**Text shown**
One of the many projects she’s working on with the Tribal government of the Navajo Nation is to secure funding to convert a mine building that they no longer occupy into a community resilience hub. The goal is to provide a convening space to provide resources for education, health, and business.
“Currently, some services are a 50 to 100 mile round trip, and converting this building to a community center would allow for a space to provide educational, environmental, health, and wellness services to the community,” Dr. Chief said.
Creating opportunities for the Indigenous environmental leaders of tomorrow
Much of the rest of Dr. Chief’s time has been dedicated to working with other faculty and staff at the University of Arizona to provide students with the tools they need to move environmental justice work forward.
Dr. Chief aims to bring relevant water science to Native American communities in a culturally sensitive manner. She co-founded the Indigenous Resilience Center, a unique center created three years ago to support Tribal environmental resilience. As director, Dr. Chief endeavors to open the door for the efforts of the University of Arizona climate/environment researchers, faculty, staff, and students who are working with Native Nations to build resilience to climate impacts and environmental challenges.
The work done at the Indigenous Research Center focuses on community building, research, and teaching. The mission is to center Indigenous ways of knowing into co-designed environmental solutions and training the next generation of community leaders.

**Record set**
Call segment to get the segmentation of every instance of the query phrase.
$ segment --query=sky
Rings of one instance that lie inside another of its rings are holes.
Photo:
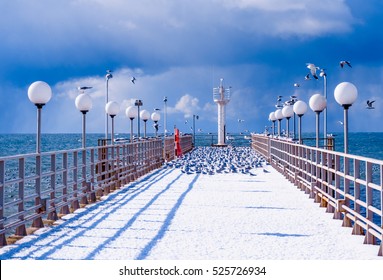
[[[324,80],[304,77],[306,63],[327,73],[328,132],[343,130],[334,99],[340,82],[358,98],[349,130],[383,131],[383,2],[381,0],[0,0],[0,133],[35,133],[36,107],[27,97],[45,81],[52,98],[42,109],[43,133],[80,133],[78,87],[89,86],[93,107],[87,132],[105,130],[108,99],[120,104],[115,131],[130,131],[125,109],[161,109],[167,129],[217,131],[213,88],[231,90],[227,132],[262,132],[277,96],[309,102],[324,94]],[[348,60],[352,67],[341,68]],[[135,84],[131,77],[135,77]],[[298,83],[299,87],[294,87]],[[374,110],[366,101],[375,100]],[[323,115],[323,114],[322,114]],[[285,125],[285,121],[283,124]],[[322,127],[322,123],[320,124]],[[137,124],[134,124],[136,131]],[[315,131],[315,113],[303,117]],[[148,122],[148,132],[154,132]]]

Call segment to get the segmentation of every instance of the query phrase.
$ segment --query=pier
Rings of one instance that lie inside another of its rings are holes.
[[[209,174],[166,142],[169,150],[157,139],[0,159],[1,189],[20,190],[2,205],[0,258],[381,259],[383,162],[253,134],[251,149],[209,149],[252,153],[255,166]],[[191,150],[191,136],[181,143]],[[40,167],[13,178],[9,161]]]

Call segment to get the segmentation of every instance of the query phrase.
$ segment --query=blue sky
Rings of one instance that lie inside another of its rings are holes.
[[[125,108],[163,108],[168,128],[216,132],[212,89],[232,87],[227,131],[263,131],[276,98],[295,94],[308,103],[323,80],[304,81],[306,63],[325,68],[328,131],[342,131],[335,86],[352,82],[359,96],[350,108],[350,131],[383,131],[383,2],[381,0],[0,0],[0,133],[34,133],[36,110],[29,85],[53,91],[43,108],[42,132],[81,132],[74,105],[77,87],[93,108],[88,132],[104,131],[105,74],[109,99],[121,104],[116,131],[128,132]],[[339,66],[351,61],[352,68]],[[137,78],[136,84],[130,77]],[[299,88],[294,87],[299,83]],[[366,110],[366,100],[376,100]],[[163,113],[163,112],[162,112]],[[163,114],[161,117],[163,119]],[[161,126],[162,126],[161,119]],[[238,122],[238,119],[244,120]],[[185,124],[185,121],[188,121]],[[309,110],[304,130],[314,131]],[[162,129],[162,127],[160,128]],[[152,128],[149,128],[152,130]]]

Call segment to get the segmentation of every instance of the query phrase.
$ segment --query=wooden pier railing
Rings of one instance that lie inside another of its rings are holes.
[[[383,161],[252,135],[252,148],[383,256]]]
[[[189,151],[192,137],[181,139],[183,151]],[[0,246],[159,168],[174,158],[174,137],[164,142],[0,157]]]

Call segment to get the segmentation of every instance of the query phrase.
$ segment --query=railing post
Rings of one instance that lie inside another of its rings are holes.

**Work request 1**
In the passage about Dr. Chief's work, how long a round trip are some services currently?
**Work request 2**
Please reproduce the passage about Dr. Chief's work, starting with "One of the many" and going on through "Dr. Chief said.".

**Result 1**
50 to 100 miles.

**Result 2**
One of the many projects she’s working on with the Tribal government of the Navajo Nation is to secure funding to convert a mine building that they no longer occupy into a community resilience hub. The goal is to provide a convening space to provide resources for education, health, and business.
“Currently, some services are a 50 to 100 mile round trip, and converting this building to a community center would allow for a space to provide educational, environmental, health, and wellness services to the community,” Dr. Chief said.